Look below for the line containing "One point goes on each instance of the white"; from there, print each line exactly up to and including the line containing "One point goes on each instance of the bare", and stop.

Point localization data

###

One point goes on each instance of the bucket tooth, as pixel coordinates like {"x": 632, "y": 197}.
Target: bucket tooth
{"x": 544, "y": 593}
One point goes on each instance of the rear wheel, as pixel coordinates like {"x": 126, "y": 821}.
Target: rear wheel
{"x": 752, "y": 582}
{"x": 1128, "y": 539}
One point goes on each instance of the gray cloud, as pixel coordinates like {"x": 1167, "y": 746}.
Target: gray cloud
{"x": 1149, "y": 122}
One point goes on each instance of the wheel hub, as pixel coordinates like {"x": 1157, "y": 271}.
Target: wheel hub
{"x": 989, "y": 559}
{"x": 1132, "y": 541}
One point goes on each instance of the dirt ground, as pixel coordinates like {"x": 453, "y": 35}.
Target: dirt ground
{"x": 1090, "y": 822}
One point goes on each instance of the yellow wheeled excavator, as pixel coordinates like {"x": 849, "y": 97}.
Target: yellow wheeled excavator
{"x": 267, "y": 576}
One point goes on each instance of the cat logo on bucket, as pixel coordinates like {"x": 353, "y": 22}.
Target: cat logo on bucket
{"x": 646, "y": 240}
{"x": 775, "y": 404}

###

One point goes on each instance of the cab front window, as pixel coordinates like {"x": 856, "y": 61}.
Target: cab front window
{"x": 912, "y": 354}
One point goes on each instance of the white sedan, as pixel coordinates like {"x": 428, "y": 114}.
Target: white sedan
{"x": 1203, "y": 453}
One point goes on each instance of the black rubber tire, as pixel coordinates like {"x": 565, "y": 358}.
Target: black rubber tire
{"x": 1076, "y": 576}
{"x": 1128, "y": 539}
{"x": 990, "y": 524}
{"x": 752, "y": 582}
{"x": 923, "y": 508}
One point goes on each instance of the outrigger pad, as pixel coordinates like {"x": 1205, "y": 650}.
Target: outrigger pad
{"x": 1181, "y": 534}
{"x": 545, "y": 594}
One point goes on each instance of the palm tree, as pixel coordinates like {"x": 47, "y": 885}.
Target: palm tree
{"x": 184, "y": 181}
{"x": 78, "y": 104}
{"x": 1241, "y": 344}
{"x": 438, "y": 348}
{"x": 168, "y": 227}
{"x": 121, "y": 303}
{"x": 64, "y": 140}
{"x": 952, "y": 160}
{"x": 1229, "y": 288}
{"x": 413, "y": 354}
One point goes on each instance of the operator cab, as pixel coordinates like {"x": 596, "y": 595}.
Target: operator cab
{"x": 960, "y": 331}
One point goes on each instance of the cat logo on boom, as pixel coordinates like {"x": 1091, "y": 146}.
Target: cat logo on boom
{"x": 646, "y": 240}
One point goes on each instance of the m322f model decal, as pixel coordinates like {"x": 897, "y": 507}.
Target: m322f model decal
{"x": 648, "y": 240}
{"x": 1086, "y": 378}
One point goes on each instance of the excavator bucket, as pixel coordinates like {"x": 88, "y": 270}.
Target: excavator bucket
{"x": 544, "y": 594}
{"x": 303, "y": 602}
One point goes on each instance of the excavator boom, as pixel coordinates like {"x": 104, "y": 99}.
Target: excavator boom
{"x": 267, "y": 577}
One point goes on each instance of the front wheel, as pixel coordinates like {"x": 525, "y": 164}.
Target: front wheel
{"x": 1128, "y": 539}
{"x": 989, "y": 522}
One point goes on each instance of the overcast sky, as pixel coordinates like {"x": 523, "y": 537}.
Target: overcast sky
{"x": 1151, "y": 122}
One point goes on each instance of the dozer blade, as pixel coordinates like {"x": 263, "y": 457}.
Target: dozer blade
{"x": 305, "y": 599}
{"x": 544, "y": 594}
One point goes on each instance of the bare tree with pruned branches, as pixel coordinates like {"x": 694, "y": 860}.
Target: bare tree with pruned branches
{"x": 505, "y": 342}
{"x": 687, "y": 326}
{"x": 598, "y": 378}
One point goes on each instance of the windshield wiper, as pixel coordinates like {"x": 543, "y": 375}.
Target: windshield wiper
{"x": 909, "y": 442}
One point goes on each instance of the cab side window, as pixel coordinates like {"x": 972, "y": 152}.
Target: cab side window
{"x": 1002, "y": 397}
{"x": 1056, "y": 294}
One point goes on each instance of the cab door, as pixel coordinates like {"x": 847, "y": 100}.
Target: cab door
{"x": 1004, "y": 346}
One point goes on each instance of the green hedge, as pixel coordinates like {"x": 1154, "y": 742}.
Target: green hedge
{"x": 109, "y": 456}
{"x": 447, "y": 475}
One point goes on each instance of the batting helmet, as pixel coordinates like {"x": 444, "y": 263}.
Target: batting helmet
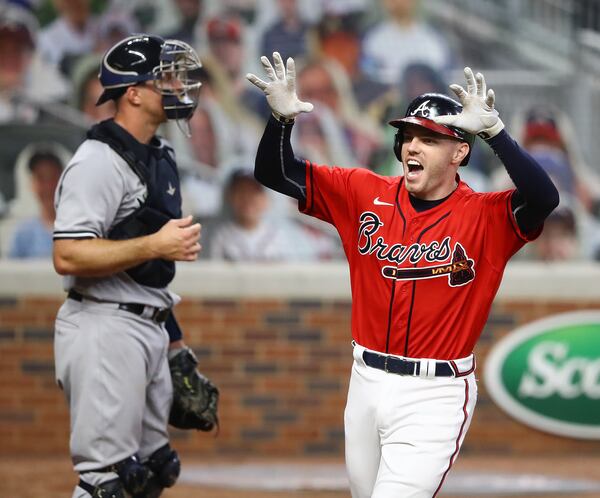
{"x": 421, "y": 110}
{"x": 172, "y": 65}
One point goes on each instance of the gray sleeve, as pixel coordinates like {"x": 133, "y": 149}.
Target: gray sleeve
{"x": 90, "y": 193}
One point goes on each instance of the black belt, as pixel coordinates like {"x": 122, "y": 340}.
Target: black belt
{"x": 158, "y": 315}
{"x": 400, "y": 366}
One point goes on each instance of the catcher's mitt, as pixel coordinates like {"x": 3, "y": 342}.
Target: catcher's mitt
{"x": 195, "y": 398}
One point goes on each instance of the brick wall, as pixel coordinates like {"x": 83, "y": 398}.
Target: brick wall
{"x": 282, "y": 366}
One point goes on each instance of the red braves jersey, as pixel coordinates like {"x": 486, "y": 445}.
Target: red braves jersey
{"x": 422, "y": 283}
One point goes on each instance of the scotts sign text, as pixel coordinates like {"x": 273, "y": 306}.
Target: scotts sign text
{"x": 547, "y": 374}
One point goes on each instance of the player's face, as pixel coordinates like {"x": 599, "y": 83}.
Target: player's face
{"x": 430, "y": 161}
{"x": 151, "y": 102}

###

= Expected answer =
One point goes on each instance of the white sedan, as pixel coordinates like {"x": 428, "y": 114}.
Target: white sedan
{"x": 1203, "y": 453}
One point goes on each instance of the black rubber tire, as pixel coordinates like {"x": 565, "y": 358}.
Target: black rubber tire
{"x": 1076, "y": 576}
{"x": 1128, "y": 539}
{"x": 990, "y": 524}
{"x": 752, "y": 582}
{"x": 923, "y": 508}
One point goes on each instance of the outrigger pad, as pixel coordinates like {"x": 1205, "y": 650}.
Target: outrigger pad
{"x": 1181, "y": 534}
{"x": 545, "y": 594}
One point goes on each instance of the palm tree, as pixel coordinates like {"x": 47, "y": 885}.
Target: palm tree
{"x": 184, "y": 181}
{"x": 78, "y": 104}
{"x": 1241, "y": 344}
{"x": 438, "y": 348}
{"x": 168, "y": 227}
{"x": 121, "y": 303}
{"x": 64, "y": 140}
{"x": 952, "y": 160}
{"x": 1229, "y": 288}
{"x": 413, "y": 354}
One point goes on each instance of the operator cab, as pixel coordinates like {"x": 596, "y": 595}.
Target: operator cab
{"x": 960, "y": 331}
One point goes on each instance of the cat logo on boom, as pixel coordinates like {"x": 1091, "y": 146}.
Target: cat logo on boom
{"x": 646, "y": 240}
One point goes on each instance of the m322f model decal, as pixel coordinates like {"x": 897, "y": 507}.
Target: m322f model decal
{"x": 648, "y": 240}
{"x": 1086, "y": 378}
One point goes on each instance of the excavator bucket, as pixel coordinates like {"x": 88, "y": 270}.
Target: excavator bucket
{"x": 544, "y": 594}
{"x": 303, "y": 602}
One point goes on each instance of the excavator boom, as pixel coordinates like {"x": 104, "y": 99}.
Target: excavator boom
{"x": 267, "y": 577}
One point goes on each instance of the front wheel, as pixel coordinates like {"x": 525, "y": 164}.
Target: front wheel
{"x": 1128, "y": 539}
{"x": 989, "y": 522}
One point goes on each instance of the overcast sky, as pixel coordinates like {"x": 523, "y": 537}.
Target: overcast sky
{"x": 1151, "y": 122}
One point goes on each instance of the dozer blade, as pixel coordinates like {"x": 263, "y": 457}.
Target: dozer blade
{"x": 305, "y": 599}
{"x": 544, "y": 594}
One point goes on each instance of the bare tree with pruned branches, as pixel coordinates like {"x": 694, "y": 860}.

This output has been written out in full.